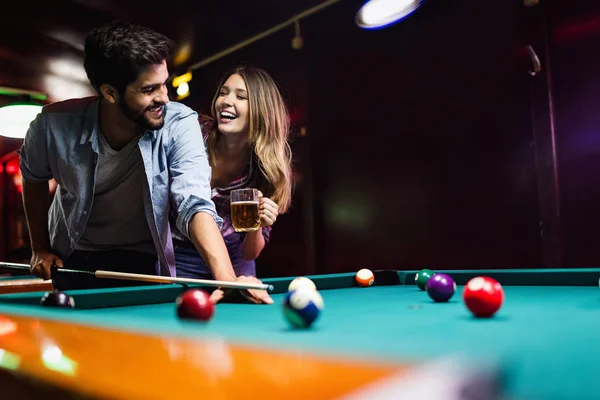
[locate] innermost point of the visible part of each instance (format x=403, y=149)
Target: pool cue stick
x=168, y=279
x=149, y=278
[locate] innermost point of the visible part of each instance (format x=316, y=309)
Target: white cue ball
x=301, y=282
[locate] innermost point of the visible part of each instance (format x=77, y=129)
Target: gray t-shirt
x=118, y=219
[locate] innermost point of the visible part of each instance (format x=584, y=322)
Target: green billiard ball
x=422, y=277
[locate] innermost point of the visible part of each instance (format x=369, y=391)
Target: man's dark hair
x=116, y=53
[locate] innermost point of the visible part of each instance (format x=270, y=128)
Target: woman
x=247, y=145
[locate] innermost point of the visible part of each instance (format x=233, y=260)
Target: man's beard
x=140, y=118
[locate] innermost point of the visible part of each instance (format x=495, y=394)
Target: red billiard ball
x=483, y=296
x=195, y=304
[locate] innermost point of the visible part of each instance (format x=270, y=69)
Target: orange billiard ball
x=365, y=277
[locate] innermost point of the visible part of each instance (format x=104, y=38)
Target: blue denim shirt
x=62, y=143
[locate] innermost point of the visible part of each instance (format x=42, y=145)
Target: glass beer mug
x=244, y=210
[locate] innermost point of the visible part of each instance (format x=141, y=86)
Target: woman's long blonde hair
x=269, y=127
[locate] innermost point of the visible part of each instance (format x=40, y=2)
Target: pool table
x=368, y=342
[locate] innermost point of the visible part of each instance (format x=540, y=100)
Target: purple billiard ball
x=441, y=287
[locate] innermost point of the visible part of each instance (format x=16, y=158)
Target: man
x=123, y=161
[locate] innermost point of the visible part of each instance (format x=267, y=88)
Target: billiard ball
x=57, y=299
x=483, y=296
x=194, y=304
x=422, y=277
x=301, y=281
x=365, y=277
x=302, y=307
x=441, y=287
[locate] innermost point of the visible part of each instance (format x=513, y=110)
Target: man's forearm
x=35, y=203
x=207, y=238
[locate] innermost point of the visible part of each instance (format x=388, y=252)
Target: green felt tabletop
x=545, y=335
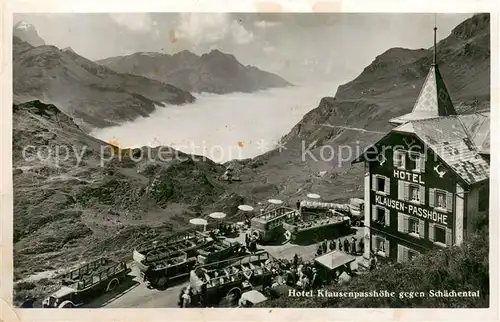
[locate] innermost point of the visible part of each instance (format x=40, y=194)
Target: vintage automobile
x=170, y=269
x=87, y=282
x=230, y=278
x=318, y=221
x=218, y=250
x=169, y=263
x=153, y=251
x=268, y=226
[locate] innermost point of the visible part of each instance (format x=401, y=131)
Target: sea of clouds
x=222, y=127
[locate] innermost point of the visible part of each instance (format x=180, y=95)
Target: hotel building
x=427, y=180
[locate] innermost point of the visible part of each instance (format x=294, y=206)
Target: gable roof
x=452, y=142
x=478, y=127
x=432, y=101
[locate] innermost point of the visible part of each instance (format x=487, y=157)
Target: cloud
x=137, y=22
x=240, y=34
x=200, y=28
x=266, y=24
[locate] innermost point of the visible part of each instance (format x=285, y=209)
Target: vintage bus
x=87, y=282
x=268, y=226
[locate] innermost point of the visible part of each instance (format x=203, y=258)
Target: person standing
x=373, y=262
x=361, y=245
x=315, y=280
x=346, y=246
x=181, y=297
x=324, y=246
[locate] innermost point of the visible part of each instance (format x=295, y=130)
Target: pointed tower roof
x=433, y=100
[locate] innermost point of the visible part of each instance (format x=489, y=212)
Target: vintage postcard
x=216, y=160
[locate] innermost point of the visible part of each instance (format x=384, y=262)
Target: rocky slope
x=76, y=197
x=92, y=94
x=213, y=72
x=66, y=210
x=359, y=112
x=27, y=32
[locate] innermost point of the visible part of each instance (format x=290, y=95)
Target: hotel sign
x=408, y=176
x=411, y=209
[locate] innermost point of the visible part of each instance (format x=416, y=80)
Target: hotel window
x=411, y=192
x=484, y=199
x=419, y=162
x=381, y=184
x=399, y=159
x=380, y=246
x=406, y=254
x=411, y=225
x=415, y=193
x=381, y=215
x=440, y=200
x=440, y=235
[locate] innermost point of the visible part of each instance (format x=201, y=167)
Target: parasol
x=253, y=297
x=245, y=208
x=217, y=215
x=198, y=221
x=275, y=201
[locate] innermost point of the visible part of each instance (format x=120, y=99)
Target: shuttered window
x=381, y=183
x=419, y=160
x=381, y=215
x=380, y=245
x=403, y=190
x=440, y=234
x=411, y=192
x=440, y=200
x=399, y=159
x=406, y=254
x=411, y=225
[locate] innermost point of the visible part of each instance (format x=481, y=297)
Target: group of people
x=250, y=242
x=296, y=274
x=353, y=246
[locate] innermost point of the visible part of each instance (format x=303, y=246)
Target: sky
x=301, y=47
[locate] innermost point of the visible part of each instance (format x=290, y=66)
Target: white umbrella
x=217, y=215
x=275, y=201
x=198, y=221
x=245, y=208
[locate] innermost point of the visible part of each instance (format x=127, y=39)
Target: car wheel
x=162, y=282
x=112, y=284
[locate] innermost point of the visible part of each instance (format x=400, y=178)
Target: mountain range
x=28, y=33
x=213, y=72
x=359, y=113
x=106, y=209
x=93, y=95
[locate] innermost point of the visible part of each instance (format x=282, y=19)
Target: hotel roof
x=433, y=100
x=454, y=144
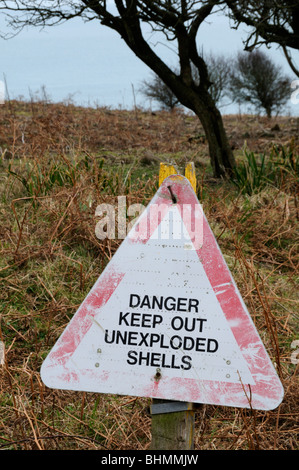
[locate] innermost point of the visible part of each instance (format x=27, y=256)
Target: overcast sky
x=91, y=64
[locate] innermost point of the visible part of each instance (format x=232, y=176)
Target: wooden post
x=173, y=421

################

• Task to carry out:
Reproduce all of the entries above line for line, omitting the pictures.

• Solution:
[locate] innermost point of the visible part of each instance (format x=403, y=149)
Target: pool cue stick
x=168, y=279
x=149, y=278
[locate] innermost point of the visible part of each instance (format x=316, y=309)
Target: white cue ball
x=301, y=282
[locate] innermost point of the visible part of each instance (format x=77, y=129)
Target: gray t-shirt
x=118, y=219
[locate] innermost point of the visible part of each instance (format x=584, y=322)
Target: green billiard ball
x=422, y=277
[locate] innermost point of the visible part of each instance (format x=369, y=391)
Target: man's dark hair
x=116, y=53
[locate] innermost point of the visible part of each instance (format x=270, y=128)
Target: woman
x=247, y=145
[locate] innermost point of the visible part of each instance (format x=233, y=260)
Target: man's beard
x=140, y=118
[locate] innermost point of the visible part of each instance (format x=495, y=394)
Target: red billiard ball
x=483, y=296
x=195, y=304
[locate] innermost point of the visible part of each instance (format x=270, y=69)
Target: orange billiard ball
x=365, y=277
[locate] innermost point of the visible part of each instance (format x=104, y=38)
Target: blue denim shirt
x=62, y=143
[locate] innermost point of the visible part of each instance (format x=42, y=145)
Target: glass beer mug
x=244, y=210
[locate] innermost point of the visible part of each instance (format x=141, y=86)
Target: woman's long blonde hair
x=269, y=127
[locate] innermost point of the visible part of each instance (format x=40, y=2)
Target: pool table
x=368, y=342
[locate] innermost point of the visible part of each instance (format x=540, y=100)
Target: purple billiard ball
x=441, y=287
[locate] innermost point of the visible part of each instance (format x=16, y=158)
Target: man
x=123, y=161
[locate] innermost point of the visible part of each instance (format x=267, y=88)
Target: billiard ball
x=57, y=299
x=483, y=296
x=194, y=304
x=422, y=277
x=301, y=281
x=365, y=277
x=302, y=307
x=441, y=287
[locate] innermost point of the visible part of each instance (format x=513, y=110)
Target: man's forearm
x=35, y=203
x=207, y=238
[locate] innermost point of the visible part of each instance (format x=388, y=252)
Target: green felt tabletop
x=545, y=335
[locate] innermost point of the visible part of each instance (format x=40, y=194)
Target: vintage automobile
x=170, y=269
x=87, y=282
x=230, y=278
x=318, y=221
x=218, y=250
x=169, y=263
x=153, y=251
x=268, y=226
[locate] innermost point of the visible part of each instance (format x=401, y=131)
Target: sea of clouds
x=222, y=127
[locate] innermost point of the visible part of each instance (format x=180, y=95)
Target: hotel building
x=427, y=180
[locate] innermost point of the visible part of each instance (format x=294, y=206)
Target: gable roof
x=452, y=142
x=478, y=127
x=432, y=101
[locate] innermost point of the visible part of each instance (format x=487, y=157)
Target: cloud
x=137, y=22
x=240, y=34
x=200, y=28
x=266, y=24
[locate] innermost point of the visible part of each instance (format x=285, y=209)
Target: vintage bus
x=87, y=282
x=268, y=226
[locate] innermost point of the visible part of each instance (format x=203, y=258)
Target: person standing
x=373, y=262
x=361, y=245
x=315, y=280
x=346, y=246
x=181, y=297
x=324, y=246
[locate] innermost point of the visible part of each instance (format x=295, y=130)
Target: pointed tower roof
x=433, y=100
[locate] innermost point of the visible part of each instance (format x=489, y=212)
Target: vintage postcard
x=216, y=160
[locate] innermost point of the visible part of each instance (format x=384, y=262)
Target: rocky slope
x=76, y=197
x=92, y=94
x=213, y=72
x=66, y=210
x=359, y=112
x=27, y=32
[locate] innermost point of the visible part of each instance (format x=290, y=95)
Target: hotel sign
x=408, y=176
x=411, y=209
[locate] innermost point of the visible part of each instance (format x=416, y=80)
Target: hotel window
x=411, y=192
x=484, y=199
x=419, y=162
x=381, y=184
x=399, y=159
x=380, y=246
x=406, y=254
x=411, y=225
x=415, y=193
x=381, y=215
x=440, y=200
x=440, y=235
[locate] innermost point of the visible part of each instance (format x=201, y=167)
Target: parasol
x=253, y=297
x=245, y=208
x=217, y=215
x=198, y=221
x=275, y=201
[locate] innermost point of the visible part of each instance (format x=120, y=99)
Target: shuttered window
x=381, y=183
x=419, y=160
x=381, y=215
x=380, y=245
x=403, y=190
x=440, y=234
x=411, y=192
x=440, y=200
x=399, y=159
x=406, y=254
x=411, y=225
[locate] innermost point of the visible part of each instance (format x=481, y=297)
Target: group of people
x=250, y=242
x=296, y=274
x=353, y=246
[locate] innermost point of the visible part of each instance (format x=303, y=246)
Target: sky
x=301, y=47
[locate] innermost point of the visible part of each instance (format x=290, y=66)
Target: white umbrella
x=217, y=215
x=275, y=201
x=198, y=221
x=245, y=208
[locate] innermost point of the visible part of each instance (format x=127, y=39)
Target: car wheel
x=162, y=282
x=112, y=284
[locate] innermost point of the visible part of each instance (format x=400, y=178)
Target: mountain range
x=28, y=33
x=213, y=72
x=359, y=113
x=106, y=209
x=93, y=95
[locate] innermost point of the visible part of each instance (format x=282, y=19)
Target: hotel roof
x=433, y=100
x=454, y=144
[locate] innermost point of the visible part of each instance (format x=27, y=256)
Target: overcast sky
x=91, y=64
[locate] innermost point of the visible part of each instance (format x=232, y=176)
Target: wooden post
x=173, y=421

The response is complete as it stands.